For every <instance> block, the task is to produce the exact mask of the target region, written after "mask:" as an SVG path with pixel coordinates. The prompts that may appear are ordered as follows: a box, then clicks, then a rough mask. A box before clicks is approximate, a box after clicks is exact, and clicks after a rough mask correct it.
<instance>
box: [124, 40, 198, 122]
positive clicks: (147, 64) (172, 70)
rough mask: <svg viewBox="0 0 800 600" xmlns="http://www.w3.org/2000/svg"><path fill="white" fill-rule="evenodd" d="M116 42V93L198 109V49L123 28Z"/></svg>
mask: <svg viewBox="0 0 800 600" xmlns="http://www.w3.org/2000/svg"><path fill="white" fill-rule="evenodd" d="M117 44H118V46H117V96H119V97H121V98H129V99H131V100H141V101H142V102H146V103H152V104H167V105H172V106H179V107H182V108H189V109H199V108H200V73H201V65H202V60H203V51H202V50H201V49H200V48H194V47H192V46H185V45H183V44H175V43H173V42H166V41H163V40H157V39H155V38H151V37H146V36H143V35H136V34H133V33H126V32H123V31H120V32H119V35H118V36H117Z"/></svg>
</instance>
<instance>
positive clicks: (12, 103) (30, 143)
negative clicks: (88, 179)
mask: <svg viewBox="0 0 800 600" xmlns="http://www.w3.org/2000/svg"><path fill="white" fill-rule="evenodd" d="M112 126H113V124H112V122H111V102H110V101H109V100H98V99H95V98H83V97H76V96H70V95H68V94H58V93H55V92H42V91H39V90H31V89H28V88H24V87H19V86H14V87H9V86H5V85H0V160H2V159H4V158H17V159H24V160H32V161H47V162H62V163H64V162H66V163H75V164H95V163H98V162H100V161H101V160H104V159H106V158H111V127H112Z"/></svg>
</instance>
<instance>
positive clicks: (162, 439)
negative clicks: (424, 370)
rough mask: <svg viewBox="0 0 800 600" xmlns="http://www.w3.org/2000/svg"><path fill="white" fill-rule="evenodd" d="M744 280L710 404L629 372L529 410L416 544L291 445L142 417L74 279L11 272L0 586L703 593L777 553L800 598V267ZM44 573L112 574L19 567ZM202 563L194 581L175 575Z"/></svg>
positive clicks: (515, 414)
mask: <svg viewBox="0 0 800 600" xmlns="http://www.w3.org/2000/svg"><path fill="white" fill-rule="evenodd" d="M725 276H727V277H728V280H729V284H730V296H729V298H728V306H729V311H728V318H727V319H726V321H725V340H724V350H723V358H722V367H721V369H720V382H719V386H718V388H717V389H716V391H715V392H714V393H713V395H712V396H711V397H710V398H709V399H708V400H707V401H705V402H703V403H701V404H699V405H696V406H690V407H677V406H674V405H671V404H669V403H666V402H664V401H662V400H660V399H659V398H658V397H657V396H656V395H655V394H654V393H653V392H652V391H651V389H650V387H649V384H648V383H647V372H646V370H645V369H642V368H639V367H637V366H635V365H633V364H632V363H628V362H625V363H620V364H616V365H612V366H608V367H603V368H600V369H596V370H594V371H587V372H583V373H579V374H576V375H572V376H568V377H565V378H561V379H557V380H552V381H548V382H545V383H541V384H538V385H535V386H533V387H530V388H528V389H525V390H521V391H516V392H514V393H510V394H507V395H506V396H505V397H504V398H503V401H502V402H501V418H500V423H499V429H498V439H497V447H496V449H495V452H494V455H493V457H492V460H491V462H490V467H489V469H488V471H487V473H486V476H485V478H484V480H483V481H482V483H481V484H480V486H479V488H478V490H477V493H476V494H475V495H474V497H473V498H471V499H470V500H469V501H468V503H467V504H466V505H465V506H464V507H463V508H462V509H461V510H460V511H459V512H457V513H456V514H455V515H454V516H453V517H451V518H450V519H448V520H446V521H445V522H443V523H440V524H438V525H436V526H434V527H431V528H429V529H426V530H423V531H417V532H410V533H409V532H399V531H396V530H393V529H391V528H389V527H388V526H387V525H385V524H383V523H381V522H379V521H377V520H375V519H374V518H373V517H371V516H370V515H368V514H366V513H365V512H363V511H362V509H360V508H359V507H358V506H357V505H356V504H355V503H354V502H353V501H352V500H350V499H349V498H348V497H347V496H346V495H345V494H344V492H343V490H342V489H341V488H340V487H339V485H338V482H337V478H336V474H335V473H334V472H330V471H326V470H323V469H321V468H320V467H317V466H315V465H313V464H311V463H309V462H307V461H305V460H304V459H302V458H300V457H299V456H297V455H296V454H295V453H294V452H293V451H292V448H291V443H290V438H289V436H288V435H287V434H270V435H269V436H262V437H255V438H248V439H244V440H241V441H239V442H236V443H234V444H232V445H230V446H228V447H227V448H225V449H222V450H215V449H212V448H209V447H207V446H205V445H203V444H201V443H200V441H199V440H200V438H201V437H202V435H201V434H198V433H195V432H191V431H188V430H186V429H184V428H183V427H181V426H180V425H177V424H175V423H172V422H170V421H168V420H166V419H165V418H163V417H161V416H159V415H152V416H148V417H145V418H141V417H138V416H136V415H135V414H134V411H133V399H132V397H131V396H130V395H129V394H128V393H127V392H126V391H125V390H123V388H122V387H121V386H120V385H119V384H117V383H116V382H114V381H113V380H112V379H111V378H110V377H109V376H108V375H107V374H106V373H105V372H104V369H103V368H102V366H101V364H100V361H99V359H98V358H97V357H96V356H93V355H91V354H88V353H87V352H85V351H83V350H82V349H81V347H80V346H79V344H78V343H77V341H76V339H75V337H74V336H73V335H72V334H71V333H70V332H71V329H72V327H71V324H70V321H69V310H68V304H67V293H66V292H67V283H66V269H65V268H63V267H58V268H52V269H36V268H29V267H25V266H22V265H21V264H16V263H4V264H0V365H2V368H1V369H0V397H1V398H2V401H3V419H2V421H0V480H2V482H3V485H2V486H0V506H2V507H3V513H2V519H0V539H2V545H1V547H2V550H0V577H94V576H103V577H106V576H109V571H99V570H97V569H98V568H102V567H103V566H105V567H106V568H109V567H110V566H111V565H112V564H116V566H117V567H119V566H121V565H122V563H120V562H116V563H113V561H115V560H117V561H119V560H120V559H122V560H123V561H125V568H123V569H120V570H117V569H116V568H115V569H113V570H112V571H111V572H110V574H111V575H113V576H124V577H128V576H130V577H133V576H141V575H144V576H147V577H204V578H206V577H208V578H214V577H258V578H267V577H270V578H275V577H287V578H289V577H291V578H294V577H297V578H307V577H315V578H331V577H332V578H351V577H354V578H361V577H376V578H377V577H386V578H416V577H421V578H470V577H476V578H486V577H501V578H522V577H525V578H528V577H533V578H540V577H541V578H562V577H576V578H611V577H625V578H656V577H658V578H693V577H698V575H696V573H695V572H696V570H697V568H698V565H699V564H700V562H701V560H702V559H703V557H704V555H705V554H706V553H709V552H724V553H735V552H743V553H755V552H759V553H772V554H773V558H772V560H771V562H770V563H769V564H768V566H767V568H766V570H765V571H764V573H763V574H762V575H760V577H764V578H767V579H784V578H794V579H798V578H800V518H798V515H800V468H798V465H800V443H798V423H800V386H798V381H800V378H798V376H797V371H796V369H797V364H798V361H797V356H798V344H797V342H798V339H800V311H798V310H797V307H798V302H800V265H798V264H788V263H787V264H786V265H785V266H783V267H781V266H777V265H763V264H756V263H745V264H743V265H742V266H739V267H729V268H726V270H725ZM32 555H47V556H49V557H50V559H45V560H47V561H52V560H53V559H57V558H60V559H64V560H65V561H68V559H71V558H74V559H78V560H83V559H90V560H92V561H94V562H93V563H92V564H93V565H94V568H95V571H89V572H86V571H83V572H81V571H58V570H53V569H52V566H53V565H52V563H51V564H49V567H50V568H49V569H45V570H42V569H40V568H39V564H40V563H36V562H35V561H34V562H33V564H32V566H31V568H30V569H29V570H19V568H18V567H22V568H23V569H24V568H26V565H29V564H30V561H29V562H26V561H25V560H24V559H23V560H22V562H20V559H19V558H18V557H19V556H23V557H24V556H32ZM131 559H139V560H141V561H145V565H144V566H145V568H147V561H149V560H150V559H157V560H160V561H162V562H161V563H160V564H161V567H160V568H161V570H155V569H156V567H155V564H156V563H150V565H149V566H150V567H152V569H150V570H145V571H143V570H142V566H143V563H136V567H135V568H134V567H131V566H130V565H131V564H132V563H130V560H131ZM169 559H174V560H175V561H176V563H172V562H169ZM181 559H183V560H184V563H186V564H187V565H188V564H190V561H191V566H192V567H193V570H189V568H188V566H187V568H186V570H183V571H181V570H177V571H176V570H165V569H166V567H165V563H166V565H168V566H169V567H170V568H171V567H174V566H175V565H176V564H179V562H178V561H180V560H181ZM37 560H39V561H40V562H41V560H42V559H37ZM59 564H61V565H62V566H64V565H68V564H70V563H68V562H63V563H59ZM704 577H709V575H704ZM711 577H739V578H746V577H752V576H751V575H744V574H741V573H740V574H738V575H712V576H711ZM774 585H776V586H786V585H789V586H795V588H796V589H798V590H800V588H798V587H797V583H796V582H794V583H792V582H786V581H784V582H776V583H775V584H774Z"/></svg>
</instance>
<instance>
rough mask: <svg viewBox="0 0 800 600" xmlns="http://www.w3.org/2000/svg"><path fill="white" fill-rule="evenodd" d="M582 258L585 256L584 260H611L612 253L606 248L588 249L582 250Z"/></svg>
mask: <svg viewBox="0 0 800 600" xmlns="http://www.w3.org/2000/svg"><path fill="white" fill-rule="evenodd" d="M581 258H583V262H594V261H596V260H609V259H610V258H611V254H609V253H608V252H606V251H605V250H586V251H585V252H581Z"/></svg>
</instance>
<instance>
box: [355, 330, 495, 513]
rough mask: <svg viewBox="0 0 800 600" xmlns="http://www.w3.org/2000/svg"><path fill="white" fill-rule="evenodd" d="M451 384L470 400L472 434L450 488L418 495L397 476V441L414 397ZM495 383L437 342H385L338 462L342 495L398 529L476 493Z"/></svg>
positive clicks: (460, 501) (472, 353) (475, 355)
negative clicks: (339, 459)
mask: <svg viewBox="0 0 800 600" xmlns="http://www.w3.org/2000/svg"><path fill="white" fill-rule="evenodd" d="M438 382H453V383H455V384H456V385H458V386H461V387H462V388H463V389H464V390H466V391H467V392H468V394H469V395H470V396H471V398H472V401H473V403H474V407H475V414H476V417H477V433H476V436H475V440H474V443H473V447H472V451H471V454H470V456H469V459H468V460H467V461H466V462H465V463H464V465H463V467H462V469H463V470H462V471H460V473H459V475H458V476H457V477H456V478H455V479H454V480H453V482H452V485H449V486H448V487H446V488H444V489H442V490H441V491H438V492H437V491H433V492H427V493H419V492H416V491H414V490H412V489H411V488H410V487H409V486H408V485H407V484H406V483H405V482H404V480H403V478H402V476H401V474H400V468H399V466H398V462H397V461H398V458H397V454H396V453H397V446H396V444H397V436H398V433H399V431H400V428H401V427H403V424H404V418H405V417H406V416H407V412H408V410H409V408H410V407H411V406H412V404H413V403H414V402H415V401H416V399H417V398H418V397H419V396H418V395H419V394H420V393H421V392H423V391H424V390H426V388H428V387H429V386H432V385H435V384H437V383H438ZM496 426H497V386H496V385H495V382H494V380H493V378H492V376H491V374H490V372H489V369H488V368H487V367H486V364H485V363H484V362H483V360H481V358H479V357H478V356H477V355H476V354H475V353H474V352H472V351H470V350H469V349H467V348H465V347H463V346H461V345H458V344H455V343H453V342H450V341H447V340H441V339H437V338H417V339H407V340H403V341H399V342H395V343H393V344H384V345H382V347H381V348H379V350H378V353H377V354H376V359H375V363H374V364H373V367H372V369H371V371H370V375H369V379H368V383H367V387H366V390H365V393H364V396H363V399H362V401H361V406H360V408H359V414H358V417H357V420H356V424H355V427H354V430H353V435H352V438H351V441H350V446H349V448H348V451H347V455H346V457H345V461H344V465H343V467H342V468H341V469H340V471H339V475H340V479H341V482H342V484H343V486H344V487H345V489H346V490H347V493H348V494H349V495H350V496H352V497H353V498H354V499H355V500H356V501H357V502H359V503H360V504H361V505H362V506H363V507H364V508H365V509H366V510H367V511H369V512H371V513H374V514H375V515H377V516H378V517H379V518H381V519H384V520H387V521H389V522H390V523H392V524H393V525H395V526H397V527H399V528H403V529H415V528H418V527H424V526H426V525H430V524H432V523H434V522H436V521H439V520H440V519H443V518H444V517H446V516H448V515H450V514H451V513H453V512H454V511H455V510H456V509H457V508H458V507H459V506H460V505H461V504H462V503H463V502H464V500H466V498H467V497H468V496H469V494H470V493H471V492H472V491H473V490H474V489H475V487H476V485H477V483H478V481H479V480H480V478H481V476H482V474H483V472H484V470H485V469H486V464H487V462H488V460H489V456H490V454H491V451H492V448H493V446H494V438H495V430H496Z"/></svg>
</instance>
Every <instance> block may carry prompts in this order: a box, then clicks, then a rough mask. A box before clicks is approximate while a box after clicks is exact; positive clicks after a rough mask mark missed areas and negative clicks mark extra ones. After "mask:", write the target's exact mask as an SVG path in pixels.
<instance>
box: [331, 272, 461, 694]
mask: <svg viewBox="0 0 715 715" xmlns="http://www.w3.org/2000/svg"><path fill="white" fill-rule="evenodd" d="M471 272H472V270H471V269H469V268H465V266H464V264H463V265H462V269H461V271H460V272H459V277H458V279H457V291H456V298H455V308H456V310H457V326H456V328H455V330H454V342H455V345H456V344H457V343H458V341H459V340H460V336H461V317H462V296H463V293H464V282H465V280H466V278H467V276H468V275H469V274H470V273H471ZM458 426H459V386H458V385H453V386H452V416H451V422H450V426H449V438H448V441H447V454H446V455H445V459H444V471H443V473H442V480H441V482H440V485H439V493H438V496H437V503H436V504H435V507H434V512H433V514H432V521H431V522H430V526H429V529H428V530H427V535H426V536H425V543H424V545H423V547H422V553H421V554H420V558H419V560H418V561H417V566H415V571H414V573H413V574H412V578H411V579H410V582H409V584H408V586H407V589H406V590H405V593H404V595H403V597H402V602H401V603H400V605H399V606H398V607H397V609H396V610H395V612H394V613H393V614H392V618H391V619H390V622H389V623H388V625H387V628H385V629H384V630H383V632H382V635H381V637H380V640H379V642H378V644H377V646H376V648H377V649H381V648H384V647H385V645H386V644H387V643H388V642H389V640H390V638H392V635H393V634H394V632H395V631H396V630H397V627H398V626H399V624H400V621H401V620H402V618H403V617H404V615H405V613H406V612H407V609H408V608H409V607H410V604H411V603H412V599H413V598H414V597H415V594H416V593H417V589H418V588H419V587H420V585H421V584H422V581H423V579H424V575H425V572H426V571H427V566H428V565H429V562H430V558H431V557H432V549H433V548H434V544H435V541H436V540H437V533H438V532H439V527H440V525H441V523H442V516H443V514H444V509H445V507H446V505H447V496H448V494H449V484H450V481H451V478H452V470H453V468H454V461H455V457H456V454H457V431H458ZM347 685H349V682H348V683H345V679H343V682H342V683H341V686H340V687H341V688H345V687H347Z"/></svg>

» **To do**: Within the records above, count the lines that hold the word "block" and give only that number.

» **Reply to the exercise**: 2